_What to work on_.
1. Answer these questions about the Oscar food pairings piece, one line each:
(a) What treat does it pair with The Artist?
(b) Who does it name as director of Moneyball?
(c) What does it say the horse in War Horse gnaws on?
2. Please copy everything in the Oscar food pairings piece from "1. The Artist" down to "extra large fries.".
3. Carry on with the Oscar food pairings piece from the point where it stops.

The Oscars are less than a week a way, and most people have already weighed in on their top choice for the year. So now it’s time to match your top choice with the perfect Oscar Entrée.
1. The Artist (Michel Hazanvicius) has been taking people’s breaths away—and voices. To match the brilliant silent picture, how about some cotton candy, which is a bit old school, light and full of air—the perfect, tasty, silent addition.
2. Join War Horse’s (Steven Spielberg) horse and feel free to treat yourself to a bowl of uncooked spaghetti, so you can join the main character (the horse), as he gnaws on straw.
3. Head out to the ballpark with Moneyball (Bennett Miller), and bite into a jumbo hotdog and extra large fries.

_Information given_.
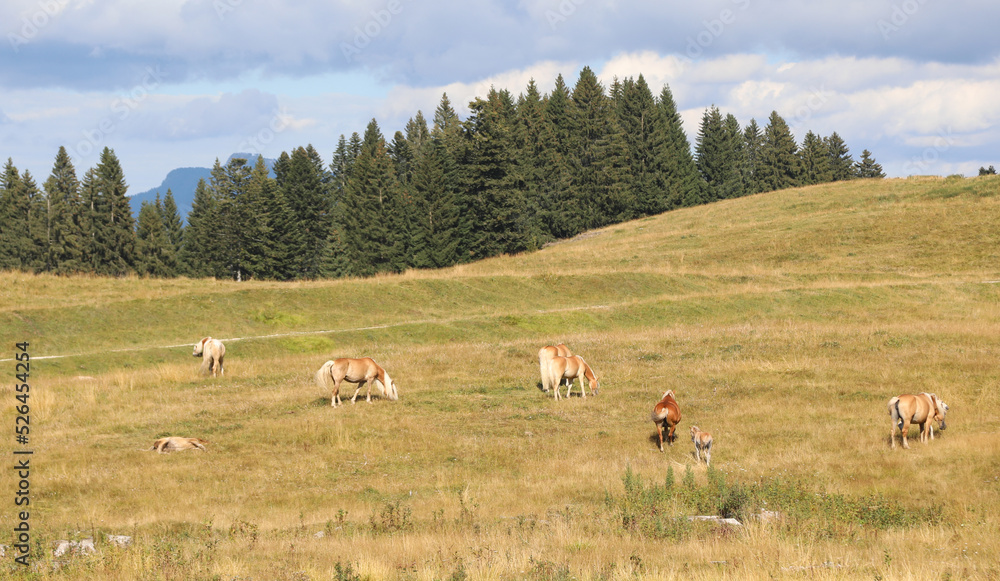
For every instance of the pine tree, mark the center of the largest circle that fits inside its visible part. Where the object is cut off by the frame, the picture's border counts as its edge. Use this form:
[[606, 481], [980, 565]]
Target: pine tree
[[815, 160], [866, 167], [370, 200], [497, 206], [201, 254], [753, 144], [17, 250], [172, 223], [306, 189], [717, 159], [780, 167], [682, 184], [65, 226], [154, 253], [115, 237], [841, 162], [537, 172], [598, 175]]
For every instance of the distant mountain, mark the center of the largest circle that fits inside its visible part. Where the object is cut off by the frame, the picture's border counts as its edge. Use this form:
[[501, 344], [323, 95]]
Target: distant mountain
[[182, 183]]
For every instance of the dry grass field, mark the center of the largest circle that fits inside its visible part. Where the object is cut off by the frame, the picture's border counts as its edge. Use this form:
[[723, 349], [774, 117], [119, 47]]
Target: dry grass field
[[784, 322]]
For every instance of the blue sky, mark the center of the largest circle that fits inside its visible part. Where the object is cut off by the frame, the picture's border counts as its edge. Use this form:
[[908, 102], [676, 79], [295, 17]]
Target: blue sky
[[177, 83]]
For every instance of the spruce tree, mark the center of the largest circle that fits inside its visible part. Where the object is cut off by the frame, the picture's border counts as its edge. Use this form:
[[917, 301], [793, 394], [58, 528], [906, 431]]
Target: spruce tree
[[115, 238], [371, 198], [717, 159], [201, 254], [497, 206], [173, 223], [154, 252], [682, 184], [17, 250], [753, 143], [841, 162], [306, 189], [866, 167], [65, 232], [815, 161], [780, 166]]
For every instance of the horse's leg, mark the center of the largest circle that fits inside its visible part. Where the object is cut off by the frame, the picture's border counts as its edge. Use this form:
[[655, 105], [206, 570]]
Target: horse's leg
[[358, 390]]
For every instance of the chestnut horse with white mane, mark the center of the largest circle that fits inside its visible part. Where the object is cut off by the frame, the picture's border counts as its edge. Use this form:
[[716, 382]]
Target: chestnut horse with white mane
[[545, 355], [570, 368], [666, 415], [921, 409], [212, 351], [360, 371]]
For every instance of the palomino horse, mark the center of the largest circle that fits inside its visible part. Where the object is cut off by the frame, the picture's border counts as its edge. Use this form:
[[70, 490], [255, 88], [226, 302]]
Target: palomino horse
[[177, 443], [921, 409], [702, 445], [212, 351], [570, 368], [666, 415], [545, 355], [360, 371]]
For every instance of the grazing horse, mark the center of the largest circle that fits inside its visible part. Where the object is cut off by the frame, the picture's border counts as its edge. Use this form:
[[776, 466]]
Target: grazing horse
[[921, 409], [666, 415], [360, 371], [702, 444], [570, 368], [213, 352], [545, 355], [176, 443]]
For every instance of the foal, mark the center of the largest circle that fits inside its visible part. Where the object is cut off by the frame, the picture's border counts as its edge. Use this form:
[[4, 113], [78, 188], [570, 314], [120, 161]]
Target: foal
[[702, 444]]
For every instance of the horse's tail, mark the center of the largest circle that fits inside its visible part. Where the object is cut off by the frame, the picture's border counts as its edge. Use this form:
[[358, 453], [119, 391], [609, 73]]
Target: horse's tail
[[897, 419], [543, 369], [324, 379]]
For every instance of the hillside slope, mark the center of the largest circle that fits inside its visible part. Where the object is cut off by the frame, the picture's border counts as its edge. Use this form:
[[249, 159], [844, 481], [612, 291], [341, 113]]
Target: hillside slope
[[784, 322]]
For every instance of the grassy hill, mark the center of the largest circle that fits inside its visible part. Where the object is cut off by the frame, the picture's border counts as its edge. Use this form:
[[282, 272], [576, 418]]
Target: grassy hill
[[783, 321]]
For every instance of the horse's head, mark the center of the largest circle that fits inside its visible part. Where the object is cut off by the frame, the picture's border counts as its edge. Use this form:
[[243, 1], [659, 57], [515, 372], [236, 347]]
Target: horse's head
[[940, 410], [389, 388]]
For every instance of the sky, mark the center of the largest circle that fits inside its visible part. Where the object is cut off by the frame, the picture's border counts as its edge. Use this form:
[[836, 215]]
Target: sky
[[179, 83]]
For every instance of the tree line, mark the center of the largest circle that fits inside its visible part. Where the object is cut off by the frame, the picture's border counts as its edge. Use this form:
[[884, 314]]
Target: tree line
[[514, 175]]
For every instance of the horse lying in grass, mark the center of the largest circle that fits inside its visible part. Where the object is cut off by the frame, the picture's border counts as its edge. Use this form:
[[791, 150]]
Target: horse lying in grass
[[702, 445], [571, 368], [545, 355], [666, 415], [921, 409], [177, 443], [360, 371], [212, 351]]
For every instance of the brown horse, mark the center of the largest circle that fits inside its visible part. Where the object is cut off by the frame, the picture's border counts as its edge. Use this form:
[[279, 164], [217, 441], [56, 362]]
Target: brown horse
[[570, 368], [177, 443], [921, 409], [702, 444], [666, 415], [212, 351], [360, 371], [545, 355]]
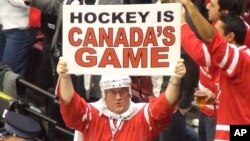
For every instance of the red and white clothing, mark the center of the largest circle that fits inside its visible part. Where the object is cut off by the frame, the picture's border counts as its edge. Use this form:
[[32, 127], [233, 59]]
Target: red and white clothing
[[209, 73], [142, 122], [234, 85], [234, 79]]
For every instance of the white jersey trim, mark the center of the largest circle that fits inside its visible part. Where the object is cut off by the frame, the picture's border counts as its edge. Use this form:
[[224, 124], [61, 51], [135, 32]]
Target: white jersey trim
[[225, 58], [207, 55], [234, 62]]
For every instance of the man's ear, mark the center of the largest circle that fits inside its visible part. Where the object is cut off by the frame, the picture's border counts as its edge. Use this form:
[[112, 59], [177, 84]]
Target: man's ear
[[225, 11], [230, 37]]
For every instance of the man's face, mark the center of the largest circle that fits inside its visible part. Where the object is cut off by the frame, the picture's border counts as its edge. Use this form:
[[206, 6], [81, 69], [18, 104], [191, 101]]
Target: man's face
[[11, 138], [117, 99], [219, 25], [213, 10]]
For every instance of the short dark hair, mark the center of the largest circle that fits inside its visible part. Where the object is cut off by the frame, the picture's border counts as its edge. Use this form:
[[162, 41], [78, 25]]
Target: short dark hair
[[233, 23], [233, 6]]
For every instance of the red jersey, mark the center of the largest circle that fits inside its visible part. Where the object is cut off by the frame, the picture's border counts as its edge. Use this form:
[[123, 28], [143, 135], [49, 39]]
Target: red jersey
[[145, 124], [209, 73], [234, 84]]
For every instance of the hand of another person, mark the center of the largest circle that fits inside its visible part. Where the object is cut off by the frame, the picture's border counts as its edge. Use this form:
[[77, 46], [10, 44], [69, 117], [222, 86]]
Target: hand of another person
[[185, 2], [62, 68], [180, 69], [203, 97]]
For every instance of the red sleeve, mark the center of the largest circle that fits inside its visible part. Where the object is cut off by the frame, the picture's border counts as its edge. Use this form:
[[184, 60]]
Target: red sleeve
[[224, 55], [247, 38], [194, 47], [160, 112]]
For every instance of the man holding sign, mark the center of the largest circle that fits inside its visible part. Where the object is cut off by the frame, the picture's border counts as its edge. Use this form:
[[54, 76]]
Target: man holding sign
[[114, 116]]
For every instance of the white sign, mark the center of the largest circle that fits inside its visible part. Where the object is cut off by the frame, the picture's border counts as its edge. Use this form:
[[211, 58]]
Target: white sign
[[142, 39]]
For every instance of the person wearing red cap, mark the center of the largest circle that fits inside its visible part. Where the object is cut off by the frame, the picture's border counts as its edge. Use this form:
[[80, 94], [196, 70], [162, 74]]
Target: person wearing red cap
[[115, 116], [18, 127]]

_Numbered responses_.
1.
(a) Cotton candy
(b) Bennett Miller
(c) Straw

2.
1. The Artist (Michel Hazanvicius) has been taking people’s breaths away—and voices. To match the brilliant silent picture, how about some cotton candy, which is a bit old school, light and full of air—the perfect, tasty, silent addition.
2. Join War Horse’s (Steven Spielberg) horse and feel free to treat yourself to a bowl of uncooked spaghetti, so you can join the main character (the horse), as he gnaws on straw.
3. Head out to the ballpark with Moneyball (Bennett Miller), and bite into a jumbo hotdog and extra large fries.

3.
4. Laugh along with Minny (Octavia Spencer) in The Help (Tate Taylor), and indulge in double chocolate pie—leaving her SECRET ingredient out. Please. And thank you.
5. Hold a luau for The Descendants (Alexander Payne) and grill up a feast of mahi-mahi, followed by several helpings of ice cream.
6. Live like young Hugo (Martin Scorsese) for a night—but please don’t steal – just buy a baguette of bread and see if you can live off it. Worry about the carbs tomorrow.
7. Be a New Yorker and gobble up a handful of street meat. You’ll need the energy and protein to be strong enough to withhold the tears through a young boy’s journey in Extremely Loud and Incredibly Close (Stephen Daldry).
8. Bonjour. Throw on a Cole Porter record, change your screensaver to Starry Night, and enjoy your own Midnight in Paris (Woody Allen) with a glass of wine, a serving of rabbit, and a plate of Alice B Toklas’s brownies.
9. Go green with The Tree of Life (Terrence Malick), and get acquainted with the natural world. Enjoy a cricket, ant, or worm. Go with savory bacon-flavored for dinner, and chocolate-covered for dessert. Sounds nearly as good (cough) as the movie.